** Start Input **
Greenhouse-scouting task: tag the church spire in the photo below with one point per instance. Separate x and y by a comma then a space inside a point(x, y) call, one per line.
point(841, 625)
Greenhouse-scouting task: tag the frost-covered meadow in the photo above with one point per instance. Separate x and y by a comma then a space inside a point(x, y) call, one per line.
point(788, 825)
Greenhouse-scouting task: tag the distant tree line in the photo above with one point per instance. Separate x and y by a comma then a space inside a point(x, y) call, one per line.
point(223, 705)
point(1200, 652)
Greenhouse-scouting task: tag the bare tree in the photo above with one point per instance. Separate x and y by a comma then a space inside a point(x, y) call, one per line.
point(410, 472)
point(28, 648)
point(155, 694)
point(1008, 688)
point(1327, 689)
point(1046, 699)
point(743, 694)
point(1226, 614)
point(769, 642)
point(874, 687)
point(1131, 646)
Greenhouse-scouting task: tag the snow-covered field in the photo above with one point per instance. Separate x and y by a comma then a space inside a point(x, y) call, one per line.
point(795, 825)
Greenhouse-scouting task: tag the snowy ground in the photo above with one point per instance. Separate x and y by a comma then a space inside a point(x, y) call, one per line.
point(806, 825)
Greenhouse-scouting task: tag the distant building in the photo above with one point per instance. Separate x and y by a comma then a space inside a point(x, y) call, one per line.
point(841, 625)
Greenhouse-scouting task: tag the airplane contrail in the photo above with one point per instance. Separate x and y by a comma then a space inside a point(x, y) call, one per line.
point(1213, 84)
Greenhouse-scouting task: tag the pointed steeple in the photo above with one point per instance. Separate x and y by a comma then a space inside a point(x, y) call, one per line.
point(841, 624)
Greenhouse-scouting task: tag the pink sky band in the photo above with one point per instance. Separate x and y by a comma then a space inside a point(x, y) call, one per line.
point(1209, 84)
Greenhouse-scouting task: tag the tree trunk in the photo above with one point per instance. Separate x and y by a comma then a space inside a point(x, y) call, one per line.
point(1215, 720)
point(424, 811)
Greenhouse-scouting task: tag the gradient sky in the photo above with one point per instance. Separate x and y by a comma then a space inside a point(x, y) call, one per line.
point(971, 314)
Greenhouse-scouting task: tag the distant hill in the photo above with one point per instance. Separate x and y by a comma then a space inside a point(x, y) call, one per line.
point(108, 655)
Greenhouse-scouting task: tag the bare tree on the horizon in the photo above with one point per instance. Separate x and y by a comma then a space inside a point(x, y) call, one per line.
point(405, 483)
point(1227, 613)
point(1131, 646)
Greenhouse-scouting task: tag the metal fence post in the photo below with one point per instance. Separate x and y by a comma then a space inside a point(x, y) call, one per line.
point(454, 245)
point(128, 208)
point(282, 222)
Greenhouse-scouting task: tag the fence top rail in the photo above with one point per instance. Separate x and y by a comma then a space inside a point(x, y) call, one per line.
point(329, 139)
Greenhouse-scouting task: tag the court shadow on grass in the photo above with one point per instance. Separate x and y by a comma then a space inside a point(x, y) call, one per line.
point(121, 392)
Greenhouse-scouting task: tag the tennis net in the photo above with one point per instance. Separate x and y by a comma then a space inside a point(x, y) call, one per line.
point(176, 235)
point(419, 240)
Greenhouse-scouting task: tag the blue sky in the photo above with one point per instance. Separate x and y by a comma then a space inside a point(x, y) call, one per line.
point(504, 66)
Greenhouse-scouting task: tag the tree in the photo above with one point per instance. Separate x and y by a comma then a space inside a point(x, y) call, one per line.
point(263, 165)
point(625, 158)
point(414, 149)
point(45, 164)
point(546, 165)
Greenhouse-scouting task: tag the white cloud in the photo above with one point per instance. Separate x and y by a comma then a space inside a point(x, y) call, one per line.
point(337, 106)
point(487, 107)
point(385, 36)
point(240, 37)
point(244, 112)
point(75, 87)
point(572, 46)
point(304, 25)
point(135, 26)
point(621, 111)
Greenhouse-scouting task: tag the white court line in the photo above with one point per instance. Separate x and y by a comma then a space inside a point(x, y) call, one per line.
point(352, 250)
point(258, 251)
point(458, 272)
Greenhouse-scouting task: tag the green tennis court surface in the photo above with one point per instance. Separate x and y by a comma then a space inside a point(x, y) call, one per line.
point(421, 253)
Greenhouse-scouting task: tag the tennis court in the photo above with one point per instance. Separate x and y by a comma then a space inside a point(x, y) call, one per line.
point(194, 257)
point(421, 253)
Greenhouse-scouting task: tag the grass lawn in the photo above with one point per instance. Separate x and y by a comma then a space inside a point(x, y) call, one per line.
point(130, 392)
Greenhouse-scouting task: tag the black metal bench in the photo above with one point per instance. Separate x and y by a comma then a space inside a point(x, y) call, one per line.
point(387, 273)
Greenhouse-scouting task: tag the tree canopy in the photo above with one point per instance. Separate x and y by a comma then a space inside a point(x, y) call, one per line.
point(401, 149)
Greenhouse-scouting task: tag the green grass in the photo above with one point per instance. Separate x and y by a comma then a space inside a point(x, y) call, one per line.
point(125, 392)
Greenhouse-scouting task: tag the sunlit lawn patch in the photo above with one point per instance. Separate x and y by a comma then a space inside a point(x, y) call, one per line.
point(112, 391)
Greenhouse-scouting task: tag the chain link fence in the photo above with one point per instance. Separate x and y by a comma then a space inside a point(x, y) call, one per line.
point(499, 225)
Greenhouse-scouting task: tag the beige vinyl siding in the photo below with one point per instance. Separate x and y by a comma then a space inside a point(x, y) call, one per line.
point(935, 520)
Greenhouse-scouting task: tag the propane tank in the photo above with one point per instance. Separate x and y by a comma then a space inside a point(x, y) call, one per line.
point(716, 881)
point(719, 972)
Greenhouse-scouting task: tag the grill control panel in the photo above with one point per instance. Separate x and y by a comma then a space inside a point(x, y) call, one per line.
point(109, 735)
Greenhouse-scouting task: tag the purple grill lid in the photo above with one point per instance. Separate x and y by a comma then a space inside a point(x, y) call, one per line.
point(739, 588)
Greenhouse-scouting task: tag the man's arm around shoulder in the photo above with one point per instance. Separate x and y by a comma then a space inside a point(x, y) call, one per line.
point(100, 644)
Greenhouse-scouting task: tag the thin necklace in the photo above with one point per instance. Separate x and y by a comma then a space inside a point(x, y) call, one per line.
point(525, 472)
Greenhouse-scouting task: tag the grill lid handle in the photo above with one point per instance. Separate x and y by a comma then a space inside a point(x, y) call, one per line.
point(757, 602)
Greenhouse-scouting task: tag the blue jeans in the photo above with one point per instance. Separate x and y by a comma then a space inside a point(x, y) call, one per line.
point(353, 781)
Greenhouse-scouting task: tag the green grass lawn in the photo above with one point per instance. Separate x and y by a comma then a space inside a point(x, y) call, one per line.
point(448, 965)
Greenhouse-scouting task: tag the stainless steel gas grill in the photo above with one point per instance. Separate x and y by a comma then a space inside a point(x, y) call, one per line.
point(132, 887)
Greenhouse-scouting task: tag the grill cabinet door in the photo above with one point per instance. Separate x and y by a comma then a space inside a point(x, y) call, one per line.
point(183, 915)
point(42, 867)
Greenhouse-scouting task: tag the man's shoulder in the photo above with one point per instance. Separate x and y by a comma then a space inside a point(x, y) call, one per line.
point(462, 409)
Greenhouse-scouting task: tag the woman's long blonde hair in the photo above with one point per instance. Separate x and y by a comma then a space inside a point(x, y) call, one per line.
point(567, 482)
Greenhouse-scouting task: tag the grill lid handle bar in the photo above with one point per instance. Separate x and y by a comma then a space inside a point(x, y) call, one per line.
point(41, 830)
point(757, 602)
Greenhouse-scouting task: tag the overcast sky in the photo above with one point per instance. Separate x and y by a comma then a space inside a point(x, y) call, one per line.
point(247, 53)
** End Input **
◆ Instructions to follow:
Return all of the rows above verbatim, changing nothing.

◆ Output below:
Greenhouse-scouting task: tag the church spire in the photo below with one point per instance. Separate x and y by a comma then a space inside a point(x, y) call, one per line.
point(841, 625)
Greenhouse-scouting task: tag the frost-covered meadow in the photo above with one point per instance. Separate x and y by a comma then a space inside a point(x, y) call, one per line.
point(788, 825)
Greenhouse-scouting task: tag the distant tree line in the photo above with one point per instance. Separate x and y by a comma then a space inside a point(x, y) call, one per line.
point(223, 705)
point(1200, 652)
Greenhouse-scouting task: tag the bare tree in the photo above with one point per instance. Separate x and y by a comma then a space inside a point(x, y) call, one per line.
point(410, 472)
point(28, 648)
point(155, 694)
point(1008, 688)
point(1327, 689)
point(1046, 699)
point(743, 694)
point(1226, 614)
point(769, 642)
point(874, 687)
point(1131, 646)
Greenhouse-scouting task: tag the snow-covered field in the photo above with one point per instance. Separate x and y by a comma then a space inside a point(x, y) call, one per line.
point(795, 825)
Greenhouse-scouting task: tag the snowy ground in the photo above with one point per instance. Separate x and y by a comma then a space inside a point(x, y) call, one per line.
point(806, 825)
Greenhouse-scouting task: tag the distant building in the photo above with one point per instance. Separate x and y by a comma then a space inside a point(x, y) call, one per line.
point(841, 625)
Greenhouse-scouting task: tag the airplane contrail in the photo above with one point per instance. Separate x and y by a comma then a space inside a point(x, y) call, one per line.
point(1213, 84)
Greenhouse-scouting task: tag the pointed steeple in the photo above with one point per instance. Separate x and y by a comma then a space inside a point(x, y) call, one per line.
point(841, 624)
Greenhouse-scouting task: tag the pink sky band in the photo above with one point per instance. Separate x and y by a comma then a space inside a point(x, y) call, one per line.
point(1209, 84)
Greenhouse-scouting task: tag the tree trunk in the photo above with one point per instance. Separate x and y by a comma then a space inside a point(x, y) call, one per line.
point(1215, 720)
point(424, 811)
Greenhouse-scouting task: tag the gradient sky in the photo above with one point per instance. Separate x and y by a comma then a space inside a point(x, y) call, one per line.
point(971, 314)
Greenhouse-scouting task: tag the distant hill in the photo above with one point per instance. Separate x and y by a comma then a space inside a point(x, y) call, one per line.
point(108, 655)
Greenhouse-scouting task: tag the bare tree on the horizon in the photo above with one point per instance. Separate x and y by a comma then a space inside a point(x, y) call, one per line.
point(405, 483)
point(1227, 613)
point(1131, 646)
Greenhouse-scouting task: tag the metal fence post in the photo below with one point per instance. Separate x and y by a comma then a space inside a point(x, y) call, one per line.
point(454, 245)
point(128, 208)
point(282, 222)
Greenhouse-scouting task: tag the fence top rail in the photo above with one point per instance. Separate x and y by a comma then a space inside a point(x, y) call, one per line.
point(329, 139)
Greenhouse-scouting task: tag the court shadow on grass in the photo above with one point per instance. Separate x and y by a comma then a space inside a point(x, y) call, one per line.
point(121, 392)
Greenhouse-scouting task: tag the tennis net in the photo above with one point per instance. Separate x and y by a comma then a space inside a point(x, y) call, one per line.
point(176, 235)
point(419, 240)
Greenhouse-scouting task: tag the blue sky in the photo above with one point per instance. Separate x and y by a comma then a space inside a point(x, y) call, one per line.
point(504, 66)
Greenhouse-scouting task: tag the tree in the photo above with one point per instance. Separate x and y by a comma then a space inside a point(x, y) call, one per line.
point(263, 165)
point(625, 158)
point(414, 149)
point(45, 164)
point(546, 165)
Greenhouse-scouting task: tag the white cloud in the photo above with one point per instance. Separate x and y by a comma then a space inside a point(x, y) call, one per line.
point(337, 106)
point(487, 107)
point(385, 36)
point(240, 37)
point(244, 112)
point(75, 87)
point(572, 46)
point(304, 25)
point(135, 26)
point(621, 111)
Greenhouse-scouting task: tag the white court line in the photo above with one point per instance. Separate x and y by a comma then a space inside a point(x, y) call, one per line.
point(352, 250)
point(258, 251)
point(458, 272)
Greenhouse-scouting task: tag the green tennis court surface in the photo above with one point per instance. Separate x and y by a comma then a space inside a point(x, y) call, one per line.
point(421, 253)
Greenhouse-scouting task: tag the tennis court in the photo above with one point per instance. Separate x and y by a comma then a space inside a point(x, y) call, one per line.
point(194, 257)
point(421, 253)
Greenhouse-scouting task: tag the grass lawn in the photo above with one point per instance. Separate x and y by a comma then a space inside a point(x, y) call, one per line.
point(130, 392)
Greenhouse-scouting task: tag the black metal bench in the photo above with one point per instance. Separate x and y by a comma then a space inside a point(x, y) call, one per line.
point(387, 273)
Greenhouse-scouting task: tag the tree canopy in the photo above with one point per instance. Separate x and y by a comma then a space inside a point(x, y) call, one per line.
point(401, 149)
Greenhouse-scouting task: tag the green grass in the photo above with one point per instance. Separate x and y by a comma then a space inside a point(x, y) call, one per line.
point(125, 392)
Greenhouse-scouting task: tag the sunlit lawn patch in the photo above with one point per instance. Separate x and y by a comma then a space inside a point(x, y) call, one per line.
point(112, 391)
Greenhouse-scouting task: tag the chain link fence in the photo above with one point per instance. Separate x and y by a comma then a space inside a point(x, y) call, one per line.
point(499, 225)
Greenhouse-scouting task: tag the beige vinyl siding in the photo below with one point per instance. Separate x and y by a comma then a space inside a point(x, y) call, one per line.
point(935, 520)
Greenhouse-scouting task: tag the propane tank in the photo above with one point per instance. Separate x and y by a comma then a space inside a point(x, y) call, one per line.
point(716, 881)
point(719, 972)
Greenhouse-scouting task: tag the grill control panel in the photo above with one point per instance. Separate x and y by a comma then a space inside a point(x, y) call, one per line.
point(109, 735)
Greenhouse-scouting task: tag the purple grill lid in the photo above with one point per instance. Separate x and y by a comma then a space inside a point(x, y) call, one per line.
point(739, 588)
Greenhouse-scouting task: tag the man's arm around shoulder in the photo above with one point per instance. Separate x and y by a comma then a space inside a point(x, y) call, one per line.
point(100, 644)
Greenhouse-scouting task: tag the thin necklace in the photo above with one point per instance. Separate x and y by a comma then a space inside a point(x, y) call, one per line.
point(525, 472)
Greenhouse-scouting task: tag the grill lid handle in the photo above with one point per instance. Separate x and y by a comma then a space inside a point(x, y) call, one per line.
point(757, 602)
Greenhouse-scouting task: tag the blue jeans in the photo above with one point per instance. Separate x and y by a comma then a space inside a point(x, y) call, one per line.
point(353, 781)
Greenhouse-scouting task: tag the green grass lawn in the photo above with one point per instance. Separate x and y by a comma then a space inside a point(x, y) call, one per line.
point(448, 965)
Greenhouse-scouting task: tag the stainless steel gas grill in the photo above with one point per instance. Separate x and y by a comma then a space inside a point(x, y) call, one per line.
point(132, 887)
Greenhouse-scouting task: tag the grill cabinet door in the photo above with one point per instance. Separate x and y by a comma then a space inside a point(x, y) call, one per line.
point(183, 915)
point(42, 867)
Greenhouse-scouting task: tag the man's shoulder in the photo above with one point per instance. Separate x and y by a comma then a space inside a point(x, y) call, one per line.
point(462, 409)
Greenhouse-scouting task: tag the woman's long blonde hair in the photo above with one point per instance. Separate x and y by a comma then a space inside a point(x, y) call, one per line.
point(567, 482)
Greenhouse-scouting task: tag the grill lid handle bar in the photo above with one point per instance. Separate x and y by a comma then a space inside a point(x, y) call, one per line.
point(41, 830)
point(757, 602)
Greenhouse-scouting task: tag the overcast sky in the photo above with one point per instance. Separate x and y by a comma then a space inside a point(x, y) call, one per line.
point(247, 53)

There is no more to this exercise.